*TASK DESCRIPTION*
Once you find a line containing the word "rear" in the entries below, copy it.

*EXTRACTED RECORDS*
╔══
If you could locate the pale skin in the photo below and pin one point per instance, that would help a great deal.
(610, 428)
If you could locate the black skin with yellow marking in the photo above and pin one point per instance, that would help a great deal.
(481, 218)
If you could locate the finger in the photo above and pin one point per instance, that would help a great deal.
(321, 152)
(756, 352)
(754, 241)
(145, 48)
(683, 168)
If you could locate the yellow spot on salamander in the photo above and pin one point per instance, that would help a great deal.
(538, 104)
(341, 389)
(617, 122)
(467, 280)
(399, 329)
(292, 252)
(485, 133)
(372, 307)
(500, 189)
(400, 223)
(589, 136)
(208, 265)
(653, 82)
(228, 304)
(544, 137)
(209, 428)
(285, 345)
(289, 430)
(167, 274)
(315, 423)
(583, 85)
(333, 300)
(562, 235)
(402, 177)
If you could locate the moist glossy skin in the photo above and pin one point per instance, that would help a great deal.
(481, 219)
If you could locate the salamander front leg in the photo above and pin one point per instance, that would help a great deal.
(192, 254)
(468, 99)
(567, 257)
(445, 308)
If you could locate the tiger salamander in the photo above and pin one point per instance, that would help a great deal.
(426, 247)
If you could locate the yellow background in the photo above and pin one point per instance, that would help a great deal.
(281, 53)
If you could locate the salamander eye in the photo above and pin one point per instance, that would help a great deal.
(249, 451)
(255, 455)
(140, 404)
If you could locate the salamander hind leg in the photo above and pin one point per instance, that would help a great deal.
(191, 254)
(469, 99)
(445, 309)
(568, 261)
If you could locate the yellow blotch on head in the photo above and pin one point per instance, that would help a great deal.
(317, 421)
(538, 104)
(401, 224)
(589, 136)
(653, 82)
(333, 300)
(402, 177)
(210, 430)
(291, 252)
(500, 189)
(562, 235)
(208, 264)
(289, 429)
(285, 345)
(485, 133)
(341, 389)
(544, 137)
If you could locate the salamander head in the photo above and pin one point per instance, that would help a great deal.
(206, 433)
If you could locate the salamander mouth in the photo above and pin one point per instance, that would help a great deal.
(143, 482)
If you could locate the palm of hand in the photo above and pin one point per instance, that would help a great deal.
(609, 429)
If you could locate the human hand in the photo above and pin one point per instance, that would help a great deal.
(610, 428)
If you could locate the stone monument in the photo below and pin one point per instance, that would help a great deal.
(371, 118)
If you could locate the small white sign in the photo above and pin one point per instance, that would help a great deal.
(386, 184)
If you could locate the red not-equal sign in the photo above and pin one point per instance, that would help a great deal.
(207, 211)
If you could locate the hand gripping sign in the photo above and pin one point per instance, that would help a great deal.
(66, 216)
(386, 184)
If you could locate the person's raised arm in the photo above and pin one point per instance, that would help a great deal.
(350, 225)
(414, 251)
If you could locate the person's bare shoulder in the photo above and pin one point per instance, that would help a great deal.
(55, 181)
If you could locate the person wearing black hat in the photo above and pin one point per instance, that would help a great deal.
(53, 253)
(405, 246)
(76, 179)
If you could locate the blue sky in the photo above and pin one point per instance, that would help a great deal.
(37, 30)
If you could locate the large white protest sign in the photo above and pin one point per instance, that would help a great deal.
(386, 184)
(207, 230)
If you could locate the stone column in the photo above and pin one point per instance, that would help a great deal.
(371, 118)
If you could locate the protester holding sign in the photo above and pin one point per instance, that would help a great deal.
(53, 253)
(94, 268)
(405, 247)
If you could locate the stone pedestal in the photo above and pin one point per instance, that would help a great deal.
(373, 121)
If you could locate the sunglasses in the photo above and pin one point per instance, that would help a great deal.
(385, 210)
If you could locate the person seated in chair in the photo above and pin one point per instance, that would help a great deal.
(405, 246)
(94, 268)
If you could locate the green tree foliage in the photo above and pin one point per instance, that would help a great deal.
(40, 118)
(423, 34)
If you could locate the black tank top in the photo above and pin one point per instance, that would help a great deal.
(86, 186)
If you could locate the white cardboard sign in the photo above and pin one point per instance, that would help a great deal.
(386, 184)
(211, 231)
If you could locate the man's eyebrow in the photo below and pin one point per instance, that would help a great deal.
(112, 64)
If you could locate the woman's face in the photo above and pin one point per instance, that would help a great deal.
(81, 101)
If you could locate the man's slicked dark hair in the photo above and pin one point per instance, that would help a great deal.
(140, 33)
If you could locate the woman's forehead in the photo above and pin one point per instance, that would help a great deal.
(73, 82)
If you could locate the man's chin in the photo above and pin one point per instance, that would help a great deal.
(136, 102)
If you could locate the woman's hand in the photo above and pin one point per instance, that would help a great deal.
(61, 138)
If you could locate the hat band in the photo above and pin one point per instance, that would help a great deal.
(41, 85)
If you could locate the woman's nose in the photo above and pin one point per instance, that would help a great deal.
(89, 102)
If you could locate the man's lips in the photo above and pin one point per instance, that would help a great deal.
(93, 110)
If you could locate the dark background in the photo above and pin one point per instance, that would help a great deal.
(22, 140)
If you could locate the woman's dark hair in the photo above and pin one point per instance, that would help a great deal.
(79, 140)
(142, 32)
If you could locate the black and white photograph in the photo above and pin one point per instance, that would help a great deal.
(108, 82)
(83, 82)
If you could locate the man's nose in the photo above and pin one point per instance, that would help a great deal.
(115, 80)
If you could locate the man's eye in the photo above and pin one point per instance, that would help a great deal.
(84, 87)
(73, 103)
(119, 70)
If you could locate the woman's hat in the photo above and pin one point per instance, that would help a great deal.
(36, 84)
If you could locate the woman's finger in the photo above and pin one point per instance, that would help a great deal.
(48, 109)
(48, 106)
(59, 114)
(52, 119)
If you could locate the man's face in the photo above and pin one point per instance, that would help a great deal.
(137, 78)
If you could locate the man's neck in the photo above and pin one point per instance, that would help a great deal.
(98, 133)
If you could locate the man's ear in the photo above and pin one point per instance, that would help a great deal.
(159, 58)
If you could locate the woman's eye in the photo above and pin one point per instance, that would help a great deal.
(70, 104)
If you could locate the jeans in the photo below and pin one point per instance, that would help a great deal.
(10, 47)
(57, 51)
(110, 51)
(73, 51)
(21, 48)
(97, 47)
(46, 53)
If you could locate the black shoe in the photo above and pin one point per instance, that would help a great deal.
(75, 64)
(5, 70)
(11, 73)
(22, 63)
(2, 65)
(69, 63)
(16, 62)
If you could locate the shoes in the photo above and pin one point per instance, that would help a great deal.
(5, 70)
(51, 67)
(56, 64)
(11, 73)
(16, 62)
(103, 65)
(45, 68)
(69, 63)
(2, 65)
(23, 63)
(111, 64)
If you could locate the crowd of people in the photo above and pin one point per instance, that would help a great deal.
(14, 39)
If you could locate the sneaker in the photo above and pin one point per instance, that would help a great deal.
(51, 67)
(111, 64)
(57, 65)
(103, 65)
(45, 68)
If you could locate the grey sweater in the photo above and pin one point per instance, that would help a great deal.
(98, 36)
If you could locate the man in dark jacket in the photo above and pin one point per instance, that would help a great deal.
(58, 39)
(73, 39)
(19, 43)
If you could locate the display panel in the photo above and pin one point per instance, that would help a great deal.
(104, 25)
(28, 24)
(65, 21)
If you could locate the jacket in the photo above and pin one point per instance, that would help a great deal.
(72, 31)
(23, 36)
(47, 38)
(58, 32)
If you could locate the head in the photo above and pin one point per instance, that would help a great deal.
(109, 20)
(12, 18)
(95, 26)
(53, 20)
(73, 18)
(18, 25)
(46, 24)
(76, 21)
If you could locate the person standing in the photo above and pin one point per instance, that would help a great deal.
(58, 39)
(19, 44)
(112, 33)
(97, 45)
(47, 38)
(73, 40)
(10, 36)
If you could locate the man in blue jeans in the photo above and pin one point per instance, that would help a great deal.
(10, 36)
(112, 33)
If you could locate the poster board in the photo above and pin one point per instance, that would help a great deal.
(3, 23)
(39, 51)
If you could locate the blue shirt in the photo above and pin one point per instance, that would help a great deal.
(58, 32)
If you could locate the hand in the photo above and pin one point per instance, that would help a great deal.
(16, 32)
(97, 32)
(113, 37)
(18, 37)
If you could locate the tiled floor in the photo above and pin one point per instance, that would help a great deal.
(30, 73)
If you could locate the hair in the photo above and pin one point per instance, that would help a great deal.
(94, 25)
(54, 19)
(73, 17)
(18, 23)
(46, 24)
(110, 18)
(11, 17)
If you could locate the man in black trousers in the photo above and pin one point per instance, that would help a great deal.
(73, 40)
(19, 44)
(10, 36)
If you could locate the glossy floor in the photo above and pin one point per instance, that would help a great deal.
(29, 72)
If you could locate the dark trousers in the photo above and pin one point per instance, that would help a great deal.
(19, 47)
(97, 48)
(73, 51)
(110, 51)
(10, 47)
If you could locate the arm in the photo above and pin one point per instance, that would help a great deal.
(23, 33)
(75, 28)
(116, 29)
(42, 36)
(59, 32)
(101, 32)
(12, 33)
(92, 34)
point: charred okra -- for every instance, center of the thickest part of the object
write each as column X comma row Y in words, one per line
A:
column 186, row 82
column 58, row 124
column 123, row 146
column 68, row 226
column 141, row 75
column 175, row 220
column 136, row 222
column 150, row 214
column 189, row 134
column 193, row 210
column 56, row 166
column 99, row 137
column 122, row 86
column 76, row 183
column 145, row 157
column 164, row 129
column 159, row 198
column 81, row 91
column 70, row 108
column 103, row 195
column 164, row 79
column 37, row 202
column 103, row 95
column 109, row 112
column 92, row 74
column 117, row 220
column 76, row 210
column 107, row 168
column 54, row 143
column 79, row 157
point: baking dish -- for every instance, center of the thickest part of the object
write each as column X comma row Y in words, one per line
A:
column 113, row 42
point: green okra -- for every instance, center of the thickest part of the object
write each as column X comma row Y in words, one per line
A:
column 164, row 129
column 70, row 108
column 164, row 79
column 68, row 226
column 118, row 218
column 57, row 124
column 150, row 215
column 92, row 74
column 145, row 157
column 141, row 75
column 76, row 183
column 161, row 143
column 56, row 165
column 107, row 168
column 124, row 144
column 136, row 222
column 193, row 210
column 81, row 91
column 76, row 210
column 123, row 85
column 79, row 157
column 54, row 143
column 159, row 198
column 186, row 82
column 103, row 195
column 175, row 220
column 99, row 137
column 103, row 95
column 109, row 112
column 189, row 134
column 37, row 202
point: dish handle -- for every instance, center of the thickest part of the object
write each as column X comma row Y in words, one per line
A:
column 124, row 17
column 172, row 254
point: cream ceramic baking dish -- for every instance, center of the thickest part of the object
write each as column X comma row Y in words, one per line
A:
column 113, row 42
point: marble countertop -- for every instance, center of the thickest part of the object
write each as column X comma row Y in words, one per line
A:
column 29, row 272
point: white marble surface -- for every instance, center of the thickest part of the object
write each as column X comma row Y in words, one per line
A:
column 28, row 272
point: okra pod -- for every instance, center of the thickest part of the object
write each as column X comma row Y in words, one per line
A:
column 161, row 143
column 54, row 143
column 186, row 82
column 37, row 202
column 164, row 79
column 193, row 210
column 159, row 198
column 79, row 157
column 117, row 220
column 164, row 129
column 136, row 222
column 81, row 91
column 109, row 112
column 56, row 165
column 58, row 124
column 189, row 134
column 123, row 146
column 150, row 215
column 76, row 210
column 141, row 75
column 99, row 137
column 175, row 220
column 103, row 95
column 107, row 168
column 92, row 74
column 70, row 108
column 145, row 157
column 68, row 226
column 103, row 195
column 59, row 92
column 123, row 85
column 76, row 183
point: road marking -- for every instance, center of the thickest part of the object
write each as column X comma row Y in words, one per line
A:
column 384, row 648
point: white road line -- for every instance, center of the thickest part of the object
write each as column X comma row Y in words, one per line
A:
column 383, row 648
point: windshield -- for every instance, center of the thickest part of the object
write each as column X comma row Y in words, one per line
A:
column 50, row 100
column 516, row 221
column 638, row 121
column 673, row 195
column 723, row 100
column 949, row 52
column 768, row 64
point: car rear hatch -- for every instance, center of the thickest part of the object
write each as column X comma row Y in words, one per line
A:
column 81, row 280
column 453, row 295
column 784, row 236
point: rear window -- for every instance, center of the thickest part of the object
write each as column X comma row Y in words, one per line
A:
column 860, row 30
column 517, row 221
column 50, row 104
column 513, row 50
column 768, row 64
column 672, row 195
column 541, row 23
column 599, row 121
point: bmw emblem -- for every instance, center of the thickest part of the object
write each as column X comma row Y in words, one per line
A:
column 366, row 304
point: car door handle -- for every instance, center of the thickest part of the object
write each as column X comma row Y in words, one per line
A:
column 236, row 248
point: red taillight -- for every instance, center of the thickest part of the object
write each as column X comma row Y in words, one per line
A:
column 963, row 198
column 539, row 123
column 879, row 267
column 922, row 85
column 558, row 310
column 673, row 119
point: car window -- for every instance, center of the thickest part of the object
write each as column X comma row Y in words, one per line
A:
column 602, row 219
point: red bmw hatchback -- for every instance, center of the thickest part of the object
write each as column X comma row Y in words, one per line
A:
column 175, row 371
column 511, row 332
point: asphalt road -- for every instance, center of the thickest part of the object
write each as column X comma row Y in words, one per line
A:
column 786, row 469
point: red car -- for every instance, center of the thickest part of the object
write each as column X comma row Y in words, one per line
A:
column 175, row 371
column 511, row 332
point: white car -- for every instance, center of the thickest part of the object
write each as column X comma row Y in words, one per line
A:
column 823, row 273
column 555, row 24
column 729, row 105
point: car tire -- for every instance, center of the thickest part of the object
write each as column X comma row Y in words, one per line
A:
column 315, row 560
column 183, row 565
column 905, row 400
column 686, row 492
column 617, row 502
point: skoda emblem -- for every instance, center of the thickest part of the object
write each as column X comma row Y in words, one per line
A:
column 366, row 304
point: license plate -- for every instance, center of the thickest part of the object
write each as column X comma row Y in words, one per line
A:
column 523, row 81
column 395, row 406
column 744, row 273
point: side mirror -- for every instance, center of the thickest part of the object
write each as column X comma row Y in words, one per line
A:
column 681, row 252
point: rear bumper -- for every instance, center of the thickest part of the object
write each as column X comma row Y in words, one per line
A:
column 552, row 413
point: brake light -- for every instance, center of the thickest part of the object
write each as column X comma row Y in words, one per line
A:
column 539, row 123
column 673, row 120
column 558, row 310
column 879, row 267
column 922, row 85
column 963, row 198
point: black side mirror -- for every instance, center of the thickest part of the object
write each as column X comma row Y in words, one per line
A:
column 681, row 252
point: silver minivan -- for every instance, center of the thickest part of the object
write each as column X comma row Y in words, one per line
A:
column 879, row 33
╚══
*OUTPUT FOR THIS EXERCISE*
point: car rear hatch -- for every instance, center of the thickest part of the object
point: rear window -- for every instance, center of the thickest part of the object
point: rear bumper -- for every instance, center of the thickest part of the object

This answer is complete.